### Trecho selecionado
——
O cantor e compositor Gilberto Gil, em sua música Se eu quiser falar com Deus, define
muito bem a religião. Segundo ele, esse projeto humano é uma tentativa de
“subir aos céus sem cordas pra segurar”. De acordo com os versos do artista
baiano, o resultado dessa busca será “nada, nada, nada, nada do que eu pensava
encontrar”. Concordo plenamente com Gilberto Gil – tal comportamento chama-se
religiosidade, e o único resultado que se obtém dela é a frustração. Isso dá o
que pensar no momento em que sabemos que 92% dos brasileiros têm algum tipo de
envolvimento com a religião – sendo que mais de 42 milhões deles se declaram
evangélicos, segundo o último censo.
A partir destes números, poderíamos definir o brasileiro
como um povo altamente religioso, e com um crescente viés evangélico. Ou seja,
a religiosidade evangélica tornou-se expressiva no contexto nacional, e se faz
presente nos mais variados segmentos de nossa sociedade. No entanto, podemos
ser induzidos a dois grandes equívocos na nossa percepção acerca dessa presença
e influência. O primeiro é o de acreditar que a palavra de Deus é algo que
precisa ser ouvido, compreendido e acolhido somente por aqueles que se
encontram do lado de fora das chamadas igrejas evangélicas. A pressuposição
básica é a de que os que se encontram dentro de nossos templos – de
preferência, vinculados ao rol de membros – estão ali justamente porque já
ouviram, compreenderam e se renderam ao Evangelho.
——
### Conjunto de dados
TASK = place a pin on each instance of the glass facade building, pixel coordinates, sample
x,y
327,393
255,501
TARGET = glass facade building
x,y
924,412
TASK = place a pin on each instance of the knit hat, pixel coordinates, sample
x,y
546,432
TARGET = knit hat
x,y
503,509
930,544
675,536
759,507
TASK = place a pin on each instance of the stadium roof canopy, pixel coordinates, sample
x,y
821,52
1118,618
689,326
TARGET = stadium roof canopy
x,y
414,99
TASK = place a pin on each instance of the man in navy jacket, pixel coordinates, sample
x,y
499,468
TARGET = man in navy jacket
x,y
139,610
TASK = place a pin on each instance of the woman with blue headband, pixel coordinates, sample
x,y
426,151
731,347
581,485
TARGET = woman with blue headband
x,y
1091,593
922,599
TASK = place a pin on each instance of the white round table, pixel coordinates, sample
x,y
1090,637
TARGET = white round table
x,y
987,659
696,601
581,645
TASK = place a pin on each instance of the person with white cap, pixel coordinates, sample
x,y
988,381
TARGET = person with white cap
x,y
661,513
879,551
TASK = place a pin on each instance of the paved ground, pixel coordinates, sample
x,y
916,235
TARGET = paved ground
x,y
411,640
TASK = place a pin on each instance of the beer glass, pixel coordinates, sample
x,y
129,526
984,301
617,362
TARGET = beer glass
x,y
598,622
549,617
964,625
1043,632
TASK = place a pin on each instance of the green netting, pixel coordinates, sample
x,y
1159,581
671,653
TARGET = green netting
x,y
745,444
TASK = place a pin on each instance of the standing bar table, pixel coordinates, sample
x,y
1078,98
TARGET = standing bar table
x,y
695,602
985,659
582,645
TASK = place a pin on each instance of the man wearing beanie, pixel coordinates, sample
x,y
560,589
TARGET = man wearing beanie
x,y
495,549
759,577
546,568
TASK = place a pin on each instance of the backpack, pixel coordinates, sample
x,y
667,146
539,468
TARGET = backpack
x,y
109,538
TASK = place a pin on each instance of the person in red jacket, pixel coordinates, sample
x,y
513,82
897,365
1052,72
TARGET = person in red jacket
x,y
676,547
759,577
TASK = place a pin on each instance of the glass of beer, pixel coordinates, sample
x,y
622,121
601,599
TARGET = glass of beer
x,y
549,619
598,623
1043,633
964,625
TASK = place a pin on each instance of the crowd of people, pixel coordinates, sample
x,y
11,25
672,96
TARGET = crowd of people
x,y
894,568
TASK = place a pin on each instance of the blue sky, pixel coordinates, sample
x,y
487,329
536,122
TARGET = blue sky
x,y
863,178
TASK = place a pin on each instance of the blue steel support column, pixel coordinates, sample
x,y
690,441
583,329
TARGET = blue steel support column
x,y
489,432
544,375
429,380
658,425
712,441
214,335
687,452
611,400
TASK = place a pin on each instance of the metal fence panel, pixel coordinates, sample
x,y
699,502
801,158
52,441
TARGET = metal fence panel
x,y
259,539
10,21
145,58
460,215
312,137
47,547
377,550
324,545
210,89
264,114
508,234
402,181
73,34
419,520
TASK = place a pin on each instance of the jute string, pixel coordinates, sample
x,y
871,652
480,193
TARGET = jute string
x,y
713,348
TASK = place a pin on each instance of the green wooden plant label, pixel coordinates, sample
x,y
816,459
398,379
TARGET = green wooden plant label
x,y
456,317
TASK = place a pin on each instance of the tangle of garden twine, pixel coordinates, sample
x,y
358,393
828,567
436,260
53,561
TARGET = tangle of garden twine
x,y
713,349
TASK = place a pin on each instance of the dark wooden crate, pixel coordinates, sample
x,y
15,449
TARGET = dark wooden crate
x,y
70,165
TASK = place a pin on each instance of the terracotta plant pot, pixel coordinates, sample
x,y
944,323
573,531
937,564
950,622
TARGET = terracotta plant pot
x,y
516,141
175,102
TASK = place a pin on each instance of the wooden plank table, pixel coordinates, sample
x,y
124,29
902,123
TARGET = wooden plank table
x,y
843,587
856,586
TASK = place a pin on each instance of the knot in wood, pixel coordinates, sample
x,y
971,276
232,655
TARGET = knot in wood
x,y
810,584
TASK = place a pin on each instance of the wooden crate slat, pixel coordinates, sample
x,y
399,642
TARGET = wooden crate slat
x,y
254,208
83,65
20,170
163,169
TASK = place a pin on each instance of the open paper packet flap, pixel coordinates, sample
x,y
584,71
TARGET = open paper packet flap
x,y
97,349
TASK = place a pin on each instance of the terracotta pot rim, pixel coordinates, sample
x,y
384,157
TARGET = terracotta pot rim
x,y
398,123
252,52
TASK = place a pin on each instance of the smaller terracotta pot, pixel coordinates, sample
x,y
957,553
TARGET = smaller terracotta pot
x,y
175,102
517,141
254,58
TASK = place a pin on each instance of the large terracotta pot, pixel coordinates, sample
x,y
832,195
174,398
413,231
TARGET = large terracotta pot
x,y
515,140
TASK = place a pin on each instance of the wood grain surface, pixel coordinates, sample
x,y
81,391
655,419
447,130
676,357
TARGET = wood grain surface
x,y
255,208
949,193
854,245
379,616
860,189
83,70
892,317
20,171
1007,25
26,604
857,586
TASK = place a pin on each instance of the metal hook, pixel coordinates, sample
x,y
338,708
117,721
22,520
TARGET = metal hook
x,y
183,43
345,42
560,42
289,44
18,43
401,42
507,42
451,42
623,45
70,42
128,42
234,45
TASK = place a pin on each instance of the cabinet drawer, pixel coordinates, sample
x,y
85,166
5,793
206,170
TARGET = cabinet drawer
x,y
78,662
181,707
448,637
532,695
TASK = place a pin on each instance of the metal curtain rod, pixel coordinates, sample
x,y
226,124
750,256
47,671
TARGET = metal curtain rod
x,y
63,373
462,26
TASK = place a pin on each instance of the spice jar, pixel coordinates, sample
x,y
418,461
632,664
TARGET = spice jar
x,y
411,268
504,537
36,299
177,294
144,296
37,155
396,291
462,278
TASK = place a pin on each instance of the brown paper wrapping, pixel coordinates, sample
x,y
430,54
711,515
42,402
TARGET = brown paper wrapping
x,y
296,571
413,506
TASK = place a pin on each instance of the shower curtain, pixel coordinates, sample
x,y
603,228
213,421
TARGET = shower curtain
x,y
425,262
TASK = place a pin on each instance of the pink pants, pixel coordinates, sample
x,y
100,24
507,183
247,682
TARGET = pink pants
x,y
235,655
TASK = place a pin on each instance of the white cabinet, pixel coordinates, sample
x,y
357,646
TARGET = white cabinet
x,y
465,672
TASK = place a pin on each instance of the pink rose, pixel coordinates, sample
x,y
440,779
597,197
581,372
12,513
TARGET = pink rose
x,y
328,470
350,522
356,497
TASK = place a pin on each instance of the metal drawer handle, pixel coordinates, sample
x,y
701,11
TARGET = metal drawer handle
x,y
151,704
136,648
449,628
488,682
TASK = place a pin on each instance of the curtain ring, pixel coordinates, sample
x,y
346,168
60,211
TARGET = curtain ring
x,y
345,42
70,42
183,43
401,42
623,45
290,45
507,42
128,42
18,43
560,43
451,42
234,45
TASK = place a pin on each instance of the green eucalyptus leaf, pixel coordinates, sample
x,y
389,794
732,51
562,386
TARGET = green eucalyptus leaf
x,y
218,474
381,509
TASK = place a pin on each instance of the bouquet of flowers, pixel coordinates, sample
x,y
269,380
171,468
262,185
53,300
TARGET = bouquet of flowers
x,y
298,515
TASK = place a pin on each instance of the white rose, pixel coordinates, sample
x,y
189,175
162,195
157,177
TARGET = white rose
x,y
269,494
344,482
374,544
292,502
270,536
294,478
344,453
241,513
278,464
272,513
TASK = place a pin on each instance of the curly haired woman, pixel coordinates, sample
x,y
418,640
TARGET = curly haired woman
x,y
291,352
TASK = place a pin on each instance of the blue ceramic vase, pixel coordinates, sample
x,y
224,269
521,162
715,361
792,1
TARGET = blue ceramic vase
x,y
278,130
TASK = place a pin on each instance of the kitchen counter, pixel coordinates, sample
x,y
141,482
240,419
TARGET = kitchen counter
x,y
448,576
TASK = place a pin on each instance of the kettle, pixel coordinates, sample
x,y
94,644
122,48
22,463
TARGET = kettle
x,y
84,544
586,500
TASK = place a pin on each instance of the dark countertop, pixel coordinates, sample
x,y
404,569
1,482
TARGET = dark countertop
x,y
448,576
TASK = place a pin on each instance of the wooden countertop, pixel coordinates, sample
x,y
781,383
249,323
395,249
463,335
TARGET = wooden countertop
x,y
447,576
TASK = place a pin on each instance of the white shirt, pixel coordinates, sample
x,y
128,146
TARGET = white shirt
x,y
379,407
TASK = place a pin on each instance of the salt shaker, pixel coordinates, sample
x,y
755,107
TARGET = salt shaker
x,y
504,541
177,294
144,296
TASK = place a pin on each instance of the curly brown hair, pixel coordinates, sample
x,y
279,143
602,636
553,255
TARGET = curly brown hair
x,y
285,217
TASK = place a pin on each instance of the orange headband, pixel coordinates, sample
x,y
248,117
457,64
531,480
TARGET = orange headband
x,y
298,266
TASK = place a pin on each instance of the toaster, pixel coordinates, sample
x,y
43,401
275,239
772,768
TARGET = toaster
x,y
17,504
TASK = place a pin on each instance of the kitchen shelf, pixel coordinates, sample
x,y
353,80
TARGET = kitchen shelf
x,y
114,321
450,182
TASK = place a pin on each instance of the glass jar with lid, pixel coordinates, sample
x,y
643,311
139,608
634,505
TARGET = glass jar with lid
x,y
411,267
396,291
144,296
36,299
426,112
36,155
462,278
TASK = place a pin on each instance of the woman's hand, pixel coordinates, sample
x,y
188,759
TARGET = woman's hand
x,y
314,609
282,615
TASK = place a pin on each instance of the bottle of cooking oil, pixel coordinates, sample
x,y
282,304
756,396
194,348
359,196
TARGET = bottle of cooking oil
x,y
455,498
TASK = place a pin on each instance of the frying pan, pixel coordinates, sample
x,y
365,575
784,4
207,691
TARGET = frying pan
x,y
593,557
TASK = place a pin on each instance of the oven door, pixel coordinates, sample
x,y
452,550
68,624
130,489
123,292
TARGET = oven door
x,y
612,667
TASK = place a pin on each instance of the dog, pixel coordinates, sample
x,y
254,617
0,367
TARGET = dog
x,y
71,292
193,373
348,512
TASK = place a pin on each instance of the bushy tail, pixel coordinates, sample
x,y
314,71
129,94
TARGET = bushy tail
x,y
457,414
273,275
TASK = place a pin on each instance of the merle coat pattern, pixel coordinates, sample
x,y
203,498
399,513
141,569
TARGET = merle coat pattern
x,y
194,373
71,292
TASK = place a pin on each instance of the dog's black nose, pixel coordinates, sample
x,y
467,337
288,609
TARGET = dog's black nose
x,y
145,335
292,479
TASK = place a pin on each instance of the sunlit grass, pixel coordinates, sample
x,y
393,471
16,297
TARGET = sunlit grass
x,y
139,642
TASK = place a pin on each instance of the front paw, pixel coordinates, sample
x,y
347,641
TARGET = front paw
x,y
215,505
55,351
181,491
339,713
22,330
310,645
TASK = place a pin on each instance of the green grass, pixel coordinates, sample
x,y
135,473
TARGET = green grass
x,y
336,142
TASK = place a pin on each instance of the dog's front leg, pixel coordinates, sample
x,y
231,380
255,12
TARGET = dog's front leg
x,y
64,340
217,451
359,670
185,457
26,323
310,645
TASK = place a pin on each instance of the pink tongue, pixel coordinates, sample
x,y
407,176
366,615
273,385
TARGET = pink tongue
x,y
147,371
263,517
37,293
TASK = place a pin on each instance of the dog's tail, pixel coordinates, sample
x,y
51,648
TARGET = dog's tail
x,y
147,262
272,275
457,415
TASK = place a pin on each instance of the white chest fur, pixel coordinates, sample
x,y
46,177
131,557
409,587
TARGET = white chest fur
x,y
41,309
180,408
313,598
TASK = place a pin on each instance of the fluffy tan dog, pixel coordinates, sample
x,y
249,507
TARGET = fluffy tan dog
——
### O problema
Segundo o trecho sobre religiosidade, quantos brasileiros se declaram evangélicos de acordo com o último censo? Baseie-se somente no trecho.

### Resposta do exercício
Mais de 42 milhões.